AVAILABLE RECORDS:
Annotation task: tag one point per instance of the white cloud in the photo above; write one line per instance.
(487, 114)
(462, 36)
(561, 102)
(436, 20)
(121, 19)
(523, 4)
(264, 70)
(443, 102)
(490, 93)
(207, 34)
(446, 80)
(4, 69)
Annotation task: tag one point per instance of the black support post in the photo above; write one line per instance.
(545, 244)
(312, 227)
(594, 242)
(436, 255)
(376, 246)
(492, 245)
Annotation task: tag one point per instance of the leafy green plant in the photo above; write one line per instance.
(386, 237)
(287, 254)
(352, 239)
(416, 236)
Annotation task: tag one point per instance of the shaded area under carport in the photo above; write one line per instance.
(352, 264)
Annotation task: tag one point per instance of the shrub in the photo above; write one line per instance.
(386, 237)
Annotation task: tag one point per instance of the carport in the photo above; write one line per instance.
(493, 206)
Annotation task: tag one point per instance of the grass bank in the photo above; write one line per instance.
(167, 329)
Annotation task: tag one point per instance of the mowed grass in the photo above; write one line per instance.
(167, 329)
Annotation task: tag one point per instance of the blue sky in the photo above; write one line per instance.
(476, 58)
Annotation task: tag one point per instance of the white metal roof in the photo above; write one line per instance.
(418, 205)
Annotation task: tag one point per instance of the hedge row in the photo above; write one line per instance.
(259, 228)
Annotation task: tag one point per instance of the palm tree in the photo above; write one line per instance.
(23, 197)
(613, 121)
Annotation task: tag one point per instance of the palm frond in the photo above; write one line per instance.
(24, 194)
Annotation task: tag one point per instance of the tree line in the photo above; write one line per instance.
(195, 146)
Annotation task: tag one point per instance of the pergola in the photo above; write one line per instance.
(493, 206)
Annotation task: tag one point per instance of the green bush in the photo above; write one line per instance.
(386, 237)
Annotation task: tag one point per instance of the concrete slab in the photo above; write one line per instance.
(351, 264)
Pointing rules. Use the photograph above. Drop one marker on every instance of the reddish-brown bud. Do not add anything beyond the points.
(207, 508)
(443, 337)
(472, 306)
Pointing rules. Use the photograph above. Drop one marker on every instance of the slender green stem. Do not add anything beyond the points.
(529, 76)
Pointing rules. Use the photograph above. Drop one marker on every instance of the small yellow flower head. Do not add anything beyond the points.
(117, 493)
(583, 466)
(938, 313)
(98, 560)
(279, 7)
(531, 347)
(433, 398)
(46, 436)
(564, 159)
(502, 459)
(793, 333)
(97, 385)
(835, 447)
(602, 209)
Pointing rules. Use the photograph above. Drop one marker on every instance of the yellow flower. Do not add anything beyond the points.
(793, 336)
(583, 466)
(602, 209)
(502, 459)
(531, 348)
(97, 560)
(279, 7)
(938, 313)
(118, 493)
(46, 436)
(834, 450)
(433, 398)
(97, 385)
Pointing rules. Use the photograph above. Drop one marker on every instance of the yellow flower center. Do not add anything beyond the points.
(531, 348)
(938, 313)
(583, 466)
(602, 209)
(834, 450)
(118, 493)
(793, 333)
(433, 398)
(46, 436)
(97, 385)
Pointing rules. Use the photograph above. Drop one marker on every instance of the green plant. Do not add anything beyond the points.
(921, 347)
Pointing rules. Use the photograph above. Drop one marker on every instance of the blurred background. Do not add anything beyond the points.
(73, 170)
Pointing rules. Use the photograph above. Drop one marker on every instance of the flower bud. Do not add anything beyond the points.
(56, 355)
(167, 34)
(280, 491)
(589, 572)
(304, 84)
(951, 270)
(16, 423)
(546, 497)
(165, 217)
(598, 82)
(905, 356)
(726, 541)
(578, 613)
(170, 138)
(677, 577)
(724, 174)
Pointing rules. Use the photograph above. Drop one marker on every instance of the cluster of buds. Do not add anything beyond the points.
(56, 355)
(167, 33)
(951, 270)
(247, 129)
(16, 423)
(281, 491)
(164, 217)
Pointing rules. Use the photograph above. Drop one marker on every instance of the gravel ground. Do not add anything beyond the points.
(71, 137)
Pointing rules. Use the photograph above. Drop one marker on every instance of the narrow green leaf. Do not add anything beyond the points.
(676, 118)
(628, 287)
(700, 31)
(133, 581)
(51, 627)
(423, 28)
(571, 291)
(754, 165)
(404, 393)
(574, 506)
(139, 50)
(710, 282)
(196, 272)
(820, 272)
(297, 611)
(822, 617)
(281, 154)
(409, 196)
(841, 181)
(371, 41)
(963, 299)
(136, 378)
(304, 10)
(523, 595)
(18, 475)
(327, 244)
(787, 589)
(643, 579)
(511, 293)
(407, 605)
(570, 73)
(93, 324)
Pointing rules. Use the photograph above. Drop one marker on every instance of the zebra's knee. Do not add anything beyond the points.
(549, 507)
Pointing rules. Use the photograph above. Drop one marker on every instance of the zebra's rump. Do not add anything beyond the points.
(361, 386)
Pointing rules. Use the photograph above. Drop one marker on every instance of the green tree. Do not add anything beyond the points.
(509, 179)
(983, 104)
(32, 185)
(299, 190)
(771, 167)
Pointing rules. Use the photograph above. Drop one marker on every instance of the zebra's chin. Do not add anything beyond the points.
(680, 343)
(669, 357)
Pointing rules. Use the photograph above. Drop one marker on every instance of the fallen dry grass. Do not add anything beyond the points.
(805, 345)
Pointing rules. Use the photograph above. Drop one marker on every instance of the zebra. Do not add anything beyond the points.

EXERCISE AIM: Reproduce the material in full. Keep it identical to the original.

WRITTEN RESPONSE:
Annotation task: tag one point per instance of the white cloud in the photo above; write one line per instance.
(487, 114)
(462, 36)
(561, 102)
(436, 20)
(121, 19)
(523, 4)
(264, 70)
(443, 102)
(490, 93)
(207, 34)
(446, 80)
(4, 69)
Annotation task: tag one point per instance of the black support post in the photo above; write one line per instance.
(545, 244)
(312, 227)
(594, 242)
(436, 255)
(376, 246)
(492, 245)
Annotation task: tag one point per instance of the leafy green plant in the photo above; write one line per instance.
(386, 237)
(287, 254)
(352, 239)
(416, 236)
Annotation task: tag one point per instance of the shaded area under carport in the photo above; write one line per instance.
(352, 264)
Annotation task: tag one point per instance of the shrub in the photo above; write one line per instance.
(386, 237)
Annotation task: tag one point per instance of the carport in the photo above; write one line per instance.
(493, 206)
Annotation task: tag one point per instance of the grass bank in the photo above; write one line per instance.
(167, 329)
Annotation task: tag one point per instance of the mowed grass in the photo above; write one line per instance.
(167, 329)
Annotation task: tag one point per instance of the blue sky in the photo above; write one line per instance.
(476, 58)
Annotation task: tag one point per instance of the white metal roof in the photo above; write one line per instance.
(418, 205)
Annotation task: tag one point per instance of the hedge row in the photo above; write one line per instance.
(259, 228)
Annotation task: tag one point per instance of the palm tree in the photo above; write one line per instance.
(23, 197)
(613, 121)
Annotation task: tag one point per instance of the palm frond in the photo above; write one line per instance.
(24, 194)
Annotation task: tag one point per instance of the tree line in the photo above; write one line per instance.
(195, 146)
Annotation task: tag one point per instance of the pergola in the photo above; write one line per instance.
(493, 206)
Annotation task: tag one point per instance of the green bush in the photo above; write one line per instance.
(386, 237)
Annotation task: tag one point per instance of the concrete slab in the photo above; write one line per instance.
(351, 264)
Pointing rules. Use the photograph above. Drop one marker on every instance of the reddish-brown bud. Do not add anything beyond the points.
(207, 508)
(443, 337)
(472, 306)
Pointing rules. Use the photograph above. Drop one marker on every instance of the slender green stem. Do not add anything beyond the points.
(529, 76)
Pointing rules. Use the photograph above. Drop one marker on every instance of the small yellow flower head. Do not add anything beyond the points.
(117, 493)
(583, 466)
(938, 313)
(98, 560)
(279, 7)
(531, 347)
(433, 398)
(46, 436)
(564, 159)
(502, 459)
(793, 333)
(97, 385)
(835, 447)
(602, 209)
Pointing rules. Use the photograph above. Drop one marker on every instance of the yellow flower. Do not add anything beyond the points.
(793, 336)
(583, 466)
(602, 209)
(502, 459)
(531, 348)
(97, 560)
(279, 7)
(938, 313)
(118, 493)
(46, 436)
(834, 450)
(433, 398)
(97, 385)
Pointing rules. Use the photograph above. Drop one marker on every instance of the yellow flower center. Do not add anything beyond the points.
(531, 348)
(938, 313)
(583, 466)
(602, 209)
(834, 450)
(118, 493)
(793, 333)
(433, 398)
(46, 436)
(97, 385)
Pointing rules. Use the photograph above. Drop one marker on every instance of the green plant. Do not add anything beyond the points.
(921, 347)
Pointing rules. Use the photograph above. Drop one marker on every instance of the blurred background. Do not add anything beyond the points.
(73, 170)
Pointing rules. Use the photograph above. Drop one marker on every instance of the flower bud. Do not add anything beyond the points.
(56, 355)
(167, 34)
(280, 491)
(589, 572)
(304, 84)
(951, 270)
(16, 423)
(546, 497)
(165, 217)
(598, 82)
(905, 356)
(726, 541)
(578, 613)
(170, 138)
(677, 577)
(724, 174)
Pointing rules. Use the photograph above. Drop one marker on every instance of the cluster of buds. Do not add anything beyond the points.
(56, 355)
(167, 33)
(951, 270)
(247, 129)
(16, 423)
(281, 491)
(164, 217)
Pointing rules. Use the photograph above. Drop one marker on every instance of the gravel ground. Do not add anything beyond the points.
(71, 137)
Pointing rules. Use the photograph above. Drop one marker on every instance of the narrow green leaf. Do not add anything beyond the points.
(676, 118)
(628, 287)
(700, 31)
(133, 581)
(51, 627)
(423, 28)
(571, 291)
(754, 165)
(404, 393)
(574, 506)
(139, 50)
(710, 282)
(196, 272)
(820, 272)
(297, 611)
(822, 617)
(281, 154)
(409, 196)
(841, 181)
(371, 41)
(963, 299)
(136, 378)
(304, 10)
(523, 595)
(18, 475)
(327, 244)
(787, 589)
(643, 579)
(511, 293)
(407, 605)
(570, 73)
(93, 324)
Pointing rules. Use the photograph above. Drop one marker on every instance of the zebra's knee. Do not add anything beyond the points.
(549, 507)
Pointing rules. Use the photograph above. Drop one marker on every instance of the zebra's rump. Do not add anything beyond the points.
(361, 386)
Pointing rules. Use the photograph above. Drop one marker on every instance of the green tree. Do not add anything beyond the points.
(509, 179)
(983, 104)
(32, 185)
(299, 190)
(771, 167)
Pointing rules. Use the photograph above. Drop one marker on every instance of the zebra's chin. Do not add anything beyond the points.
(680, 343)
(669, 357)
Pointing rules. Use the photograph above. Drop one marker on every instance of the fallen dry grass. Do not add anything beyond the points.
(805, 345)
Pointing rules. Use the photograph above. Drop one marker on every instance of the zebra. Do not add anything beyond the points.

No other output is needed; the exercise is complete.